_DESCRIPTION OF THE TASK_. Without changing a single word, set down all of the records.

((

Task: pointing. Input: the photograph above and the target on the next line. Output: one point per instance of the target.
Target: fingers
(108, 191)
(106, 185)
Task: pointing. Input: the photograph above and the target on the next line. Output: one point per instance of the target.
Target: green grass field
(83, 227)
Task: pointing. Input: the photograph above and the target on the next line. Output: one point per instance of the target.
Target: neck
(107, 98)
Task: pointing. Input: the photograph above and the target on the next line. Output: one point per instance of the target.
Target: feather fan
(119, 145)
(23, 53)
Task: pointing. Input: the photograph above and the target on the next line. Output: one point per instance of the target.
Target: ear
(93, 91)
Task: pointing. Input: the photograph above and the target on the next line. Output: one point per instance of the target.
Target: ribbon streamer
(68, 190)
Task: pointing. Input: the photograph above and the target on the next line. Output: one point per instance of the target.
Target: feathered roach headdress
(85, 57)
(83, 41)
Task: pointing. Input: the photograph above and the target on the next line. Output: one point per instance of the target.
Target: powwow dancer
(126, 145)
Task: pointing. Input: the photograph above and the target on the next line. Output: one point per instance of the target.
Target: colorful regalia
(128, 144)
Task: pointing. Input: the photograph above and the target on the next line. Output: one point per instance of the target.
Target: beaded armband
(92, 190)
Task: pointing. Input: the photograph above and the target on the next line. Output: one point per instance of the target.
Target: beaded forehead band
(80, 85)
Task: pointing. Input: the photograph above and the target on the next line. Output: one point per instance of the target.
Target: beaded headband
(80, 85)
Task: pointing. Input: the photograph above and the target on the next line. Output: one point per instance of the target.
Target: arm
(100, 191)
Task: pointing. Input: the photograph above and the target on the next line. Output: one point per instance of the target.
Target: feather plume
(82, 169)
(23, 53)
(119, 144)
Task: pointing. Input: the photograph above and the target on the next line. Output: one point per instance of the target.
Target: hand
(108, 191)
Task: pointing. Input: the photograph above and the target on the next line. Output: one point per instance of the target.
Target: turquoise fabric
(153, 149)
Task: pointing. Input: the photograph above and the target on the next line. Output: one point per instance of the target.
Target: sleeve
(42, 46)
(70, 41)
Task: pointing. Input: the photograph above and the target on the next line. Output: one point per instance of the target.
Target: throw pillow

))

_COMPLETED EXERCISE_.
Task: pointing. Input: the photograph above and the target on the next line. Output: one point per instance of the target.
Target: fingers
(108, 191)
(106, 185)
Task: pointing. Input: the photograph above and the target on the next line. Output: one point per instance of the target.
Target: green grass field
(83, 227)
Task: pointing. Input: the photograph above and the target on the next line. Output: one point per instance of the target.
Target: neck
(107, 98)
Task: pointing. Input: the photograph above and the target on the next line. Output: one point per instance of the target.
Target: feather fan
(119, 145)
(23, 53)
Task: pointing. Input: the photograph above and the target on the next line. Output: one point per instance of the target.
Target: ear
(93, 91)
Task: pointing. Input: the photograph above and the target on the next line. Output: one point per instance of the target.
Target: ribbon streamer
(68, 190)
Task: pointing. Input: the photograph above and the target on the next line. Output: one point per instance of the target.
Target: feathered roach headdress
(85, 57)
(83, 41)
Task: pointing. Input: the photograph above and the target on the next line. Output: one point per instance of the target.
Target: powwow dancer
(126, 145)
Task: pointing. Input: the photograph above and the target on the next line. Output: one point per instance of the target.
Target: colorful regalia
(128, 144)
Task: pointing. Input: the photograph above and the target on the next line. Output: one point per instance of the target.
Target: beaded armband
(92, 190)
Task: pointing. Input: the photograph above and the target on the next line. Output: one point per instance of the target.
Target: beaded forehead band
(80, 85)
Task: pointing. Input: the photograph above and the target on the next line. Output: one point per instance of the target.
Target: beaded headband
(80, 85)
Task: pointing. Input: the photograph above and the target on the next line. Output: one point per instance of the target.
Target: arm
(100, 191)
Task: pointing. Input: the photograph above and the target on the next line. Output: one point per instance of the target.
Target: feather plume
(82, 169)
(23, 53)
(119, 144)
Task: pointing. Input: the photograph above and the target on the next line. Output: one point per instance of the target.
Target: hand
(108, 191)
Task: pointing. Input: the photograph above and the target on the next line. Output: one point per instance of the target.
Target: turquoise fabric
(153, 149)
Task: pointing. Input: the photograph above and the target on the next line. Output: one point per instance of the target.
Target: sleeve
(42, 46)
(70, 41)
Task: pointing. Input: the photograph above and the target on the next line. Output: one point per instance of the target.
Target: throw pillow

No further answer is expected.